▶ Selected extract
:::

Sunday, 17 October 2010

Interview with the Dolce & Gabbana supermodel David Gandy

David Gandy is the world's best-known male supermodel - the face (and body) of Dolce & Gabbana. Yet, he tells John Preston, he's really 'just a normal guy from Essex' who doesn't have much luck with the ladies.
BY JOHN PRESTON | 16 OCTOBER 2010


Photo: KATE DAVIS MCLEOD


When this happened to David Gandy three years ago, one might have expected him to jump on the first available flight and spend hours gazing, enraptured, at his enormous semi-naked self. In fact, he never even bothered to go and have a look.
'Some friends of mine who were over there sent me pictures on my phone,' he says. 'But if I had seen it I'm not sure how I would have felt. Probably nothing, to be honest. It's a persona. It's not really me.
In life I don't go around wearing just a pair of white pants - at least not on the number 14 bus down the Fulham Road.'
David Gandy, as will become clear, is an unusual male model. He is also a hugely successful one - the most successful in the world.
He is Dolce & Gabbana's catwalk star and the face of their fragrance and apparel campaigns. He writes a menswear blog for vogue.com and recently became the first male model ever to appear on Friday Night with Jonathan Ross .
Before we go on, I think I ought to record my wife's reactions when I showed her a photograph of David Gandy - not that this gives me any pleasure at all. 'Bloody hell!' she said, snatching the picture from my hand. 'He looks fantastic!'
There is, I fear, a lot of truth in this. Indeed, I've never come across a man before whose looks can reduce a room to muted awe.

:::

▶ Data shown

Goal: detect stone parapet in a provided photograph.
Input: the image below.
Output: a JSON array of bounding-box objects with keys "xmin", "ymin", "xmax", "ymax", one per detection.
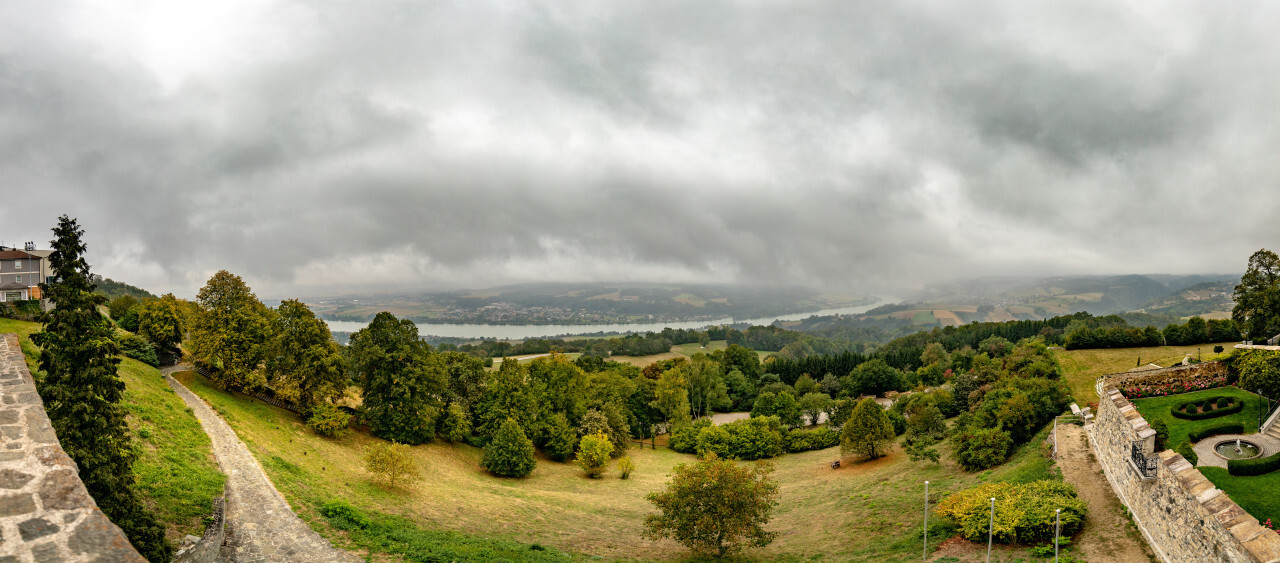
[
  {"xmin": 0, "ymin": 334, "xmax": 145, "ymax": 562},
  {"xmin": 1089, "ymin": 388, "xmax": 1280, "ymax": 563}
]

:::

▶ Complete the following
1) Please turn the rows into a numbered list with one line per item, dropping blank lines and leaving out the picture.
2) Continue the David Gandy interview from its last sentence.

▶ Per-task answers
1)
1. Goal: detect stone parapet in a provided photograph.
2. Input: the image below.
3. Output: a JSON array of bounding-box objects with keys "xmin", "ymin", "xmax", "ymax", one per detection.
4. [
5.   {"xmin": 0, "ymin": 334, "xmax": 145, "ymax": 562},
6.   {"xmin": 1089, "ymin": 388, "xmax": 1280, "ymax": 563}
7. ]

2)
But it's very hard to be anywhere near David Gandy and not find yourself staring at him. He's tall with wavy black hair, astonishingly blue eyes and features that somehow manage to be delicate but not at all effete.
He also has an effortless elegance, in the way he both moves and dresses - today he's wearing black trousers, a white T-shirt and a double-breasted blazer with a neatly folded spotted handkerchief in the top pocket.
The idea of male beauty has gone through some bewildering changes in the past 60 years. Suave brooders have given way to fresh-faced college types.
New Romantics have been succeeded by beefcakes, followed by Calvin Klein-wearing frat packers. By the late 1990s the catwalks were full of grungy, stick-thin approximations to manhood with bodies like coat hangers.
The skinny, androgynous ideal stayed indomitable through Hedi Slimane's neo-mod designs for Dior Homme all the way up to last season's menswear collection for Burberry. And then along came Gandy.
Very early on I went to a casting for Dior and they asked me to try on a suit. I couldn't even get one leg into the trousers, let alone put the jacket on. All the models were standing around going, 'Hey, who's the big guy?'
There was quite an unpleasant atmosphere there, quite intimidating. I remember thinking, 'Are these guys appealing?' They certainly weren't appealing to me.'
Gandy's rise represents a return to a more clear-cut era when men were unmistakably men. They played sports and didn't spend hours agonising about, or experimenting with, their sexuality.
'It wasn't as if I thought I had a particular look. But I'd played a lot of cricket and rugby at school and I think that helped. And I try to take good care of myself.'
To watch him settle himself on a sofa, put his dark glasses down on the coffee table and cross one taperingly long leg over the other, is to watch a man who appears to be brimming with self-confidence.
Except that Gandy isn't really like that. Beneath his immaculate exterior he's modest, even bashful, and says that the idea of being an object of desire makes him 'want to hide under a chair'.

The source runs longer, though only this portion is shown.